■ **Direction 1**: Revise the text on cut vertices, giving everything from "Remove Uma. Wen's" down to "trap of §39.7." with "vulnerable" changed to "exposed".

■ **Text extract**:
◇ ◇ ◇ ◇ ◇ ◇ ◇

The is_cut_vertex helper composes the components tool we already trust: it rebuilds the graph without v (keeping isolated survivors visible, the one piece of bookkeeping easy to forget) and asks whether the component count went up. Verify each answer by hand — which is what the chapter wants you to trust anyway:

Remove Sam. The only path from {Priya, Quinn, Raj} to {Tara, Uma, Vik, Wen} ran through the Sam–Tara bridge, and Sam's other edge was to Priya. With Sam gone, the Priya-triangle {Priya, Quinn, Raj} is severed from the Tara-cluster: 2 components. So Sam is a cut vertex.
Remove Tara. Tara is the other end of the bridge and also the only attachment of the Uma–Vik–Wen group to Sam's side. Removing Tara splits the graph into {Priya, Quinn, Raj, Sam} and {Uma, Vik, Wen}: 2 components. So Tara is a cut vertex.
Remove Uma. Wen's only neighbor is Uma. Removing Uma isolates Wen: {Wen} becomes its own component. So Uma is a cut vertex too — and Wen is the most vulnerable person on the team.

⚠️ Common Pitfall: Confusing high degree with criticality. Priya ties for the highest degree (3) yet is not a cut vertex — deleting Priya leaves Quinn–Raj still connected to each other and, through Sam, to the rest. Conversely, Sam has degree only 2 but is a single point of failure. The metric that answers "who is critical?" is cut vertices, not degree. Reporting Priya as "most important because most connected" would be a confident, wrong answer — the silent-overclaim trap of §39.7.

◇ ◇ ◇ ◇ ◇ ◇ ◇

■ **Direction 2**: Recast every line of the stored entries below as a JSON list of strings, one string per line, omitting blank lines. Leave the pictures out of the answer.

■ **Stored entries**:
◇ ◇ ◇ ◇ ◇ ◇ ◇

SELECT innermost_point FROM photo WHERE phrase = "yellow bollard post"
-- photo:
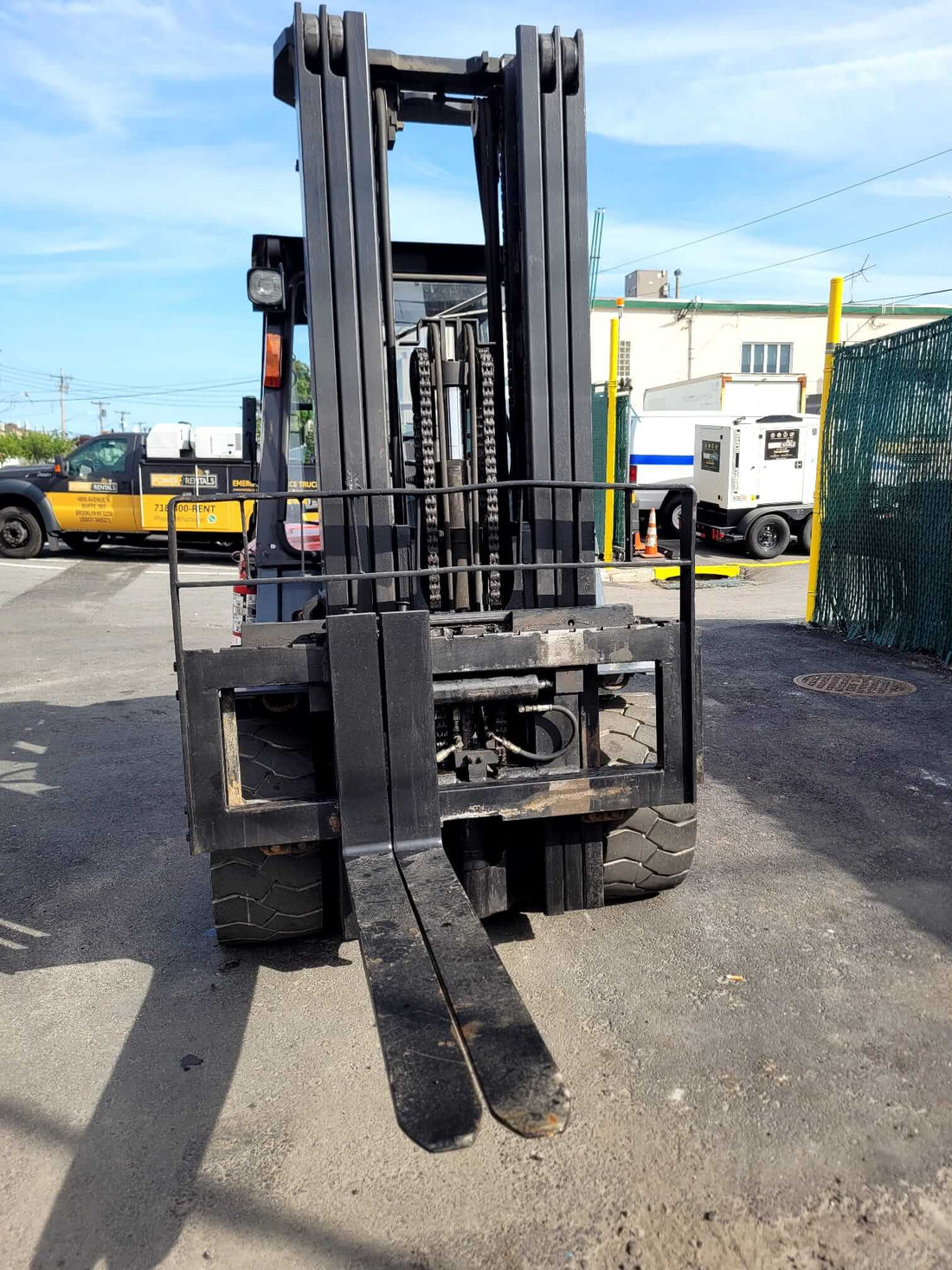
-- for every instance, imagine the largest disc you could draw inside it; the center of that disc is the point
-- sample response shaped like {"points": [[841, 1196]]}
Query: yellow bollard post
{"points": [[834, 313], [608, 538]]}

◇ ◇ ◇ ◇ ◇ ◇ ◇

■ **Task result 1**:
Remove Uma. Wen's only neighbor is Uma. Removing Uma isolates Wen: {Wen} becomes its own component. So Uma is a cut vertex too — and Wen is the most exposed person on the team.

⚠️ Common Pitfall: Confusing high degree with criticality. Priya ties for the highest degree (3) yet is not a cut vertex — deleting Priya leaves Quinn–Raj still connected to each other and, through Sam, to the rest. Conversely, Sam has degree only 2 but is a single point of failure. The metric that answers "who is critical?" is cut vertices, not degree. Reporting Priya as "most important because most connected" would be a confident, wrong answer — the silent-overclaim trap of §39.7.

■ **Task result 2**:
[
  "SELECT innermost_point FROM photo WHERE phrase = \"yellow bollard post\"",
  "-- photo:",
  "-- for every instance, imagine the largest disc you could draw inside it; the center of that disc is the point",
  "-- sample response shaped like {\"points\": [[841, 1196]]}",
  "Query: yellow bollard post",
  "{\"points\": [[834, 313], [608, 538]]}"
]